▶ Task statement
Pick out every line of the records that contains the word "metal", and copy each such line in full.

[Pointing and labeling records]
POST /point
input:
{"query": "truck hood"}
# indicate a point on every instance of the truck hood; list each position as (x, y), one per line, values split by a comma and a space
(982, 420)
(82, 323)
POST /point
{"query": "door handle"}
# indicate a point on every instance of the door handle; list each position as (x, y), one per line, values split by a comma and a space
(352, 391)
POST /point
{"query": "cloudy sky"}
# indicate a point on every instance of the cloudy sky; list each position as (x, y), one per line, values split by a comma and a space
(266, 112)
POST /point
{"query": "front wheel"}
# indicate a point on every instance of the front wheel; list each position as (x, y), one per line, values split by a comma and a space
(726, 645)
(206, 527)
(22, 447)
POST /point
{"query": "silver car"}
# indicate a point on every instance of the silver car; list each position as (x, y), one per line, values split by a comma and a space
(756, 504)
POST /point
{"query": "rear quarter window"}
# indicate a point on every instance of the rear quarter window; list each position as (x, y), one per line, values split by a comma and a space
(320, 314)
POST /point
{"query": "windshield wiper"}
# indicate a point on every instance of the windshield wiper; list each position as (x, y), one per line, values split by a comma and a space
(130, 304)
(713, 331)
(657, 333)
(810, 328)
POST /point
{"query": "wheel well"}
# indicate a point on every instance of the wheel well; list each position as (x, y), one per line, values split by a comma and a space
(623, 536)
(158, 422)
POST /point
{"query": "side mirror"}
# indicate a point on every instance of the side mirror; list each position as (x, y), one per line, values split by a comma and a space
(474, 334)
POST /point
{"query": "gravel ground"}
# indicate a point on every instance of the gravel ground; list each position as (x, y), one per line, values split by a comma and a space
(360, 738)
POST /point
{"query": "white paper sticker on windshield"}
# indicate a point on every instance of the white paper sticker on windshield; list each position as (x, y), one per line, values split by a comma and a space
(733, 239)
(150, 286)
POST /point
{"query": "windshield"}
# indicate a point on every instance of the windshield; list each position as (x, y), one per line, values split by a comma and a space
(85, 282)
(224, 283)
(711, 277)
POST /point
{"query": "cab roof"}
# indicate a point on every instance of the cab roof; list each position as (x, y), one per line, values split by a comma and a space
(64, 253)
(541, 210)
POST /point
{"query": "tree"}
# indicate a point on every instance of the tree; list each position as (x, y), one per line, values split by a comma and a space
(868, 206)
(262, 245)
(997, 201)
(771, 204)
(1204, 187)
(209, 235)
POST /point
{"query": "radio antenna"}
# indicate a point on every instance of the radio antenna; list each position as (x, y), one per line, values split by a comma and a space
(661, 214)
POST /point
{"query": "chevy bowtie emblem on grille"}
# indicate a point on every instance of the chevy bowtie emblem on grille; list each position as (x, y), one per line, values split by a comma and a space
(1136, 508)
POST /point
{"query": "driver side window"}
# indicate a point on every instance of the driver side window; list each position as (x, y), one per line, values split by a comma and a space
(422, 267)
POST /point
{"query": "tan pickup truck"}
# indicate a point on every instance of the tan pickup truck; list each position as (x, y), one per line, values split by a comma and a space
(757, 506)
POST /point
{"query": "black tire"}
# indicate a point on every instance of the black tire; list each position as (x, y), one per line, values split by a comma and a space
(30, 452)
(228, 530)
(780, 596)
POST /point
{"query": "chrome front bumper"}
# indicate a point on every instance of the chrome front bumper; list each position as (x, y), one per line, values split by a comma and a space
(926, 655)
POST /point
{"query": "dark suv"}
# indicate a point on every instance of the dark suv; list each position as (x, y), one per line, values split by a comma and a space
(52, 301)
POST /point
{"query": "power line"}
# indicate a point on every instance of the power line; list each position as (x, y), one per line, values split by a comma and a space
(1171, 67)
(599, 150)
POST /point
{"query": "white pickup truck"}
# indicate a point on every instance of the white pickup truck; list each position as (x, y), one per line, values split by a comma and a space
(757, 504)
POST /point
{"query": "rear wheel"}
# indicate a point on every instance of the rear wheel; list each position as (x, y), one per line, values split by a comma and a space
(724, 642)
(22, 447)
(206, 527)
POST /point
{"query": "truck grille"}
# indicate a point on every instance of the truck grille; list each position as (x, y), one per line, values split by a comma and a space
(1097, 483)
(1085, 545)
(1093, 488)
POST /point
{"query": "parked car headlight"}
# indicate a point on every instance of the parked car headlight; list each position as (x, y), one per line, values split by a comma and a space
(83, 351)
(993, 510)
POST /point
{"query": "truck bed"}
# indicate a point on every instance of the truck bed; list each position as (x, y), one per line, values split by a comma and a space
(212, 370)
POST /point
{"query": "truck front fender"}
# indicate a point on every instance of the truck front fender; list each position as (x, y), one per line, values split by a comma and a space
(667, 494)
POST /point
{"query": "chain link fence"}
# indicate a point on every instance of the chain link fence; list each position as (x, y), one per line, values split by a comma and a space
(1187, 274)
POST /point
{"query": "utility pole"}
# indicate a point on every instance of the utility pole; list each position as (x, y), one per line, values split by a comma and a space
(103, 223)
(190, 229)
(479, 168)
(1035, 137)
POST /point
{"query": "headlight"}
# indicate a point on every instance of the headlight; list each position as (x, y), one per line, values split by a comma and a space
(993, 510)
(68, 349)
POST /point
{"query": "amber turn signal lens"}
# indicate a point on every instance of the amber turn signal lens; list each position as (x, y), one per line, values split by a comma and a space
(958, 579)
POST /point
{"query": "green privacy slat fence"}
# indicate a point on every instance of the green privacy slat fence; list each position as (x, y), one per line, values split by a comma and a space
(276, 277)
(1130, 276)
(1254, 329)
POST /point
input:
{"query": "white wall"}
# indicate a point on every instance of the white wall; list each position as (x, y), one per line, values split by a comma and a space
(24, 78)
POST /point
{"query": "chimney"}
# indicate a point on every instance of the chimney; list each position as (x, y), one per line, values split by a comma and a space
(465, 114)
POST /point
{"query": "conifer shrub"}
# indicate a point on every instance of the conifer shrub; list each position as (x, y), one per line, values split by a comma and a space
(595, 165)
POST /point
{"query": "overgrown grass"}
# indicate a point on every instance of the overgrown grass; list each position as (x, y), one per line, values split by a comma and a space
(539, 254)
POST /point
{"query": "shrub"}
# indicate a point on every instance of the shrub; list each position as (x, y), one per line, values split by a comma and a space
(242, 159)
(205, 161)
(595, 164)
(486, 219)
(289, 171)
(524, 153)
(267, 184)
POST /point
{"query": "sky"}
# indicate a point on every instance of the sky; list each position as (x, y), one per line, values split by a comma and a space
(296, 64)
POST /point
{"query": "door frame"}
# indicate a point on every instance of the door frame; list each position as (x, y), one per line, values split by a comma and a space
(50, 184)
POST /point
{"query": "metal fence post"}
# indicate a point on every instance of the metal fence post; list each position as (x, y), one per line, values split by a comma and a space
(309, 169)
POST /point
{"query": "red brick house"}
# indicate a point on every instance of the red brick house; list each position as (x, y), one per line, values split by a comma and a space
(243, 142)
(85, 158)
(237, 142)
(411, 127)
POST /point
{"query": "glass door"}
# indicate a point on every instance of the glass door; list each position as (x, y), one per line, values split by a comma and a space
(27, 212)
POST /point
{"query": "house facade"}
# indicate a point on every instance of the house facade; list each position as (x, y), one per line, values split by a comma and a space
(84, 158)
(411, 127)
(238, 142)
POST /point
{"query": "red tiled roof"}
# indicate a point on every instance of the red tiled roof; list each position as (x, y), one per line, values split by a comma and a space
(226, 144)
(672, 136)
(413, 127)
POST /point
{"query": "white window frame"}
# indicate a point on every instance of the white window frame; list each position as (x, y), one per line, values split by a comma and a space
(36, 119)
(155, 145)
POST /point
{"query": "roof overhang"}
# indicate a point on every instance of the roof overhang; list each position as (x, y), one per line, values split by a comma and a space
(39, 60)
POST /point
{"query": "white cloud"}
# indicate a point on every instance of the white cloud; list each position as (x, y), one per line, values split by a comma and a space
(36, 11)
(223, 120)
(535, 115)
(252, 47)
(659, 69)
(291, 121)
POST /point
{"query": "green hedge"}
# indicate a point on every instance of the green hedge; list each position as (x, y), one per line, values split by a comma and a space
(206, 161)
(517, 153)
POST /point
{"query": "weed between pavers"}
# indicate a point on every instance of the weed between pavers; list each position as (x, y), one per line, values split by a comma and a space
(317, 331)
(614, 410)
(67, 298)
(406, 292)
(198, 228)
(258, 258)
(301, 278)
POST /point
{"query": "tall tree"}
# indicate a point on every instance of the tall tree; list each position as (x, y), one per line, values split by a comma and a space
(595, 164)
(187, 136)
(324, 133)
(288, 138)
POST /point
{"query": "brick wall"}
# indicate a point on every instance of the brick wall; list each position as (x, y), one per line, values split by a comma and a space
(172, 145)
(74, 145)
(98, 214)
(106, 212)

▶ Complete response
{"query": "metal fence post"}
# indicate a point on every instance of the metal fence post; list each position as (x, y), one per line, values split by a comma and a space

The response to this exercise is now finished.